GIVEN PASSAGE

Now Tanya, the older girl who was 15 at the time, is graduated from college, and her younger sister Jamie, is a senior in high school. The family expanded to include a son Nick, who is 8, and a daughter Allie, who is now 5. I love them all.



Factory Work--Part 3


If you've been following me this week, you know I've been reminiscing about the summer after I graduated from college in 1967, when I worked in a paper mill. It was a temporary gig, just for the summer, filling in for people on vacation. It was among the most challenging times of my life. I worked 12:00 a.m. to 6:00 a.m. most of the time, because people who work shift work usually take their vacation during the shift they hate the most.


The weird thing is, even though I worked there all summer, I remember only three days out of the whole summer. (I mentioned earlier, I suspect my brain has blocked out most of the memories to save me further trauma.) These four days are the fodder of this week's blog. I don't know if they happened in any particular order, I just am relating the details as I remember them.


For today's tale, I tried to draw a diagram of the machine called the compressor, which was one of the tools I used on this particular day, but, unfortunately I'm not exactly a gifted artist, so you'll have to use your imagination. My duties on this day (or week? I have no idea) entailed standing in front of a bin which caught paper plates as they fell off the dryer conveyor belt, stack them in piles of 125, put them in the compressor, a lovely gadget that squeezed all the air out from between them so they would take less space when packed into a box for shipping, and pack them..


I've always been pretty good at counting--I could count to 100 before I went to kindergarten--so this should have been a "cream puff" assignment. The counting part was. Things got a little tricky at the compressor. (Explaining it is tricky, as well, which is why I unsuccessfully tried to draw a diagram!) The compressor was a tube-like gadget perched between two poles. At the bottom of the tube, which was about three feet off the floor, was a round flat surface on which I was to place the stack of 125 (no more, no less) paper plates. The front of the tube had a rounded screened door which when pulled closed, was designed to keep the stack of plates in place as the weight from the upper pole came down on the plates to compress them--force out empty space--so they could fit into the packing box.


The tricky part of this process was to keep the stack of paper plates straight while closing the screen door. The door closing caused the upper pole to come down slowly on the plates. It was necessary to use your left hand and arm to keep the plates perfectly stacked while you pulled the screened door shut. The door was curved, like the plates. Once the door came within a short distance of being closed, it would close the rest of the way automatically and lock, then the vertical pressure would be engaged, squeezing those mothers together for packing. It all depended on timing; you had to hold the stack in place with your left hand and arm while closing the door with your right hand, and yank your left arm out at the last minute before the lock engaged.


For a time, all went well. I was able to tune out the chugging and wheezing of the machines around me, focus on getting the right number of plates in a stack, get them compressed, and slide them in the box. (Did I mention most people who worked here for years ended up with varying degrees of hearing loss, due to the constant noise level?)


I'm not sure what happened next. Maybe the heat was getting to me; maybe I was getting tired; in any case, on one of my compression steps, things went awry. I wasn't quick enough pulling my arm out of the compressor before the lock engaged. There I was, arm held fast between the round paper plates and the round screen door. The screen wasn't the soft screening like you have in a screened door in your home. It was more like stiff chicken wire with half-inch square holes in it. I couldn't open the door, and I couldn't withdraw my arm. Little half-inch squares of flesh were being pushed out the half-inch squares of the screen. The skin wasn't broken--no blood pouring out, thank goodness, but it hurt like the dickens!

INFORMATION PROVIDED
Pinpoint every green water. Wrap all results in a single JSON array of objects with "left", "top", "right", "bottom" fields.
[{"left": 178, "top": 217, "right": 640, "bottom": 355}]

WRITTEN REQUEST 1
In the paper mill recollection, how many paper plates was the narrator to stack for each trip through the compressor?
WRITTEN REQUEST 2
Retype the stretch of the paper mill recollection from "I've always been" through "the packing box.".

EXERCISE SOLUTION 1
125 paper plates, no more and no less.

EXERCISE SOLUTION 2
I've always been pretty good at counting--I could count to 100 before I went to kindergarten--so this should have been a "cream puff" assignment. The counting part was. Things got a little tricky at the compressor. (Explaining it is tricky, as well, which is why I unsuccessfully tried to draw a diagram!) The compressor was a tube-like gadget perched between two poles. At the bottom of the tube, which was about three feet off the floor, was a round flat surface on which I was to place the stack of 125 (no more, no less) paper plates. The front of the tube had a rounded screened door which when pulled closed, was designed to keep the stack of plates in place as the weight from the upper pole came down on the plates to compress them--force out empty space--so they could fit into the packing box.